# Is PayPal running the show for your shop?



## ShadowDragon (Aug 6, 2006)

I've decided to use PayPal's shopping cart for my entire t-shirt online store and I was wondering... amounst the fancy `intergrated paypal' shopping cart software in use, is there anyone who has just simply used paypal's whole 'add to cart' and 'checkout' buttons soley alone as a means to run the entire shopping cart and check out process?

Id love to hear anyone's thoughts or ideas on this as well as a show of hands from people who have!


----------



## Dave G (Aug 7, 2006)

I'm going to use paypal's shopping cart. I think it will work well for now.

Dave


----------



## skulltshirts (Mar 30, 2006)

I used paypal on my old website for 3 years. I never had any problems with them. They were my only option for payment, but i feel that you should give as many options as possible for your custormers.


----------



## ShadowDragon (Aug 6, 2006)

Hrm, 

So on your old site three years ago I assume this is when you first started out in e commerce? Did you get many customers happily buying through the checkout?

I know paypal accepts credit card payments or paypal transfers today, I dunno if they did back then.


----------



## Rodney (Nov 3, 2004)

I don't think it's a good idea to use PayPal's shopping cart because it has some serious usability issues.

When people add something to your shopping cart, it opens a popup window to show them their shopping cart. That's not the normal way a shopping cart should work and a lot of people don't like pop up windows.

Also, it can be a bit limiting on calculating shipping charges and managing multiple orders.

There's also the fact that some people just don't like to pay via PayPal for whatever reason. So having a paypal only option might turn off some customers.

There are some good, free shopping carts out there that you can use that will help you manage your orders and grow as your store grows. One that I particularly like is www.cubecart.com (sometimes webhosts have a way of installing this for you at the push of a button). These shopping carts easily integrate with PayPal during the checkout.

If PayPal is your only option of accepting online payments, then it's definitely better than nothing (and it's a good option to have even if you do have other payment methods), but I really think that you'll get better conversions on your site with your own shopping cart hosted on your site.

Just my two bits though


----------



## Vtec44 (Apr 24, 2006)

▶ _WHAT THIS TASK INVOLVES_
Please list every username that appears in a heading of the forum thread about PayPal's shopping cart, naming each one only once. You won't need the entries that come next.

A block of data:
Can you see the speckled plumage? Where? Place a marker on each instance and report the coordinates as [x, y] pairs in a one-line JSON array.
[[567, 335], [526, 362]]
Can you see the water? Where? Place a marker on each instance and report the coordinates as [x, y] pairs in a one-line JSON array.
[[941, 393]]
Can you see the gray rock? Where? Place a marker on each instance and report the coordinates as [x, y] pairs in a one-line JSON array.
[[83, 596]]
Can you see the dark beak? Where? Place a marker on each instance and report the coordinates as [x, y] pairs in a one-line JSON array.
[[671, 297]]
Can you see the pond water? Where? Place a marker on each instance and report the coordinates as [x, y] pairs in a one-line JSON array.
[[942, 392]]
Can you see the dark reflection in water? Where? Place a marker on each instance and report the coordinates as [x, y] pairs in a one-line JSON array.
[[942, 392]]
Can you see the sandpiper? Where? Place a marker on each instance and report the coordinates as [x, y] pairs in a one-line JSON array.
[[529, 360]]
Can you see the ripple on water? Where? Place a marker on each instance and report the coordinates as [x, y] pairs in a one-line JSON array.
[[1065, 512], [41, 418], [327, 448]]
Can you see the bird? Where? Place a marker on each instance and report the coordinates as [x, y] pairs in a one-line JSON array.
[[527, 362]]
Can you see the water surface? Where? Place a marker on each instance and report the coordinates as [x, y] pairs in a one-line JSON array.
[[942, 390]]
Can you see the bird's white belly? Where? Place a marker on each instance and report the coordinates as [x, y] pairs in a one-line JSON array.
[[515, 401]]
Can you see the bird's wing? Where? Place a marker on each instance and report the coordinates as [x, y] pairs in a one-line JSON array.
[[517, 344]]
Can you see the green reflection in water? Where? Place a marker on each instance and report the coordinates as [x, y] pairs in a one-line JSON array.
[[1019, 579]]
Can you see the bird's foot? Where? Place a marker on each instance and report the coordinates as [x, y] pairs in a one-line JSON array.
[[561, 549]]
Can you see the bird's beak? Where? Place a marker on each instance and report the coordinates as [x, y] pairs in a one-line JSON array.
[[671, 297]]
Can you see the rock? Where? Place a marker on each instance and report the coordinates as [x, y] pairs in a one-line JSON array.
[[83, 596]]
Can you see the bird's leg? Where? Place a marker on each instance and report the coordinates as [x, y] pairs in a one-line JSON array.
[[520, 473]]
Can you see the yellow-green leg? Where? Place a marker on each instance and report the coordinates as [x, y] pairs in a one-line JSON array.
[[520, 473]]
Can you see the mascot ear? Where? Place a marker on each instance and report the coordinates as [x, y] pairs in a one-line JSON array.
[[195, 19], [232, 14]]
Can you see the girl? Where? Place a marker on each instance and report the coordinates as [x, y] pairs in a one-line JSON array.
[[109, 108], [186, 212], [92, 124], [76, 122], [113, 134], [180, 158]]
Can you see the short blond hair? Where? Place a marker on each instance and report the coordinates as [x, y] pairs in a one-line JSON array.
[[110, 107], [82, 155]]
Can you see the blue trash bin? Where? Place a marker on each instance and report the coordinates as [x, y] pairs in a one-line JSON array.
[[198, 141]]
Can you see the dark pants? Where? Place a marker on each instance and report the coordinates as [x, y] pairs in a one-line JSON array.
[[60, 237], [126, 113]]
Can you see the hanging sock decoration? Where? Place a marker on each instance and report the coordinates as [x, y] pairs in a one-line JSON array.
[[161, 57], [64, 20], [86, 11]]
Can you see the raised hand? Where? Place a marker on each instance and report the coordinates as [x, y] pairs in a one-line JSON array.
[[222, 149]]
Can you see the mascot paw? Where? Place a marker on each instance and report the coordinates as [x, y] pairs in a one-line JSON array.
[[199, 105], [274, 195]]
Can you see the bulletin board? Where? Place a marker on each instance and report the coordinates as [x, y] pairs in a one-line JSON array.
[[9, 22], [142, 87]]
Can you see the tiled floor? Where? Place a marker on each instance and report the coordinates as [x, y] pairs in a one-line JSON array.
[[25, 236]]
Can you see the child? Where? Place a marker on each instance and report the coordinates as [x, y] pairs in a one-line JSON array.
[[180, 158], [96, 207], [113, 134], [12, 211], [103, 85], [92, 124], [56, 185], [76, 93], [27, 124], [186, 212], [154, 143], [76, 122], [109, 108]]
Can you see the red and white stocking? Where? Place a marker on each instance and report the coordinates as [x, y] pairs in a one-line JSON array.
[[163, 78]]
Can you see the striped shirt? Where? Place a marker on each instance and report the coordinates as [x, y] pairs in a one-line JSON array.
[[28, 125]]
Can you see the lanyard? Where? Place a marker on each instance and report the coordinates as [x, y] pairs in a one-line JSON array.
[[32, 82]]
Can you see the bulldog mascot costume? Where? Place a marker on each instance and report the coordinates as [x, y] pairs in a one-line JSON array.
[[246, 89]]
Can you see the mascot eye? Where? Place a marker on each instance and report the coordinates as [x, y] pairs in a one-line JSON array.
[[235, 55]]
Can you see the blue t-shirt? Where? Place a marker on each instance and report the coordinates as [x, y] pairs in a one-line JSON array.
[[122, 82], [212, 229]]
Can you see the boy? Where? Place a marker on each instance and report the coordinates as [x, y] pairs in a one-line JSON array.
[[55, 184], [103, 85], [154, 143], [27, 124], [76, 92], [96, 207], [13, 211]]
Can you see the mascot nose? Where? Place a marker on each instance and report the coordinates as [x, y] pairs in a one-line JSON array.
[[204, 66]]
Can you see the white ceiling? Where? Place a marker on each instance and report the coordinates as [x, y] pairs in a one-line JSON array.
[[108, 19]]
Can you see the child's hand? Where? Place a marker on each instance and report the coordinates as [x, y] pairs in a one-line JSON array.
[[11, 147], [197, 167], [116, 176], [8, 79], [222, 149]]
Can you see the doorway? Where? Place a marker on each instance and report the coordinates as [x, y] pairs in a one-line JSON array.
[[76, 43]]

▶ _SOLUTION_
ShadowDragon, Dave G, skulltshirts, Rodney, Vtec44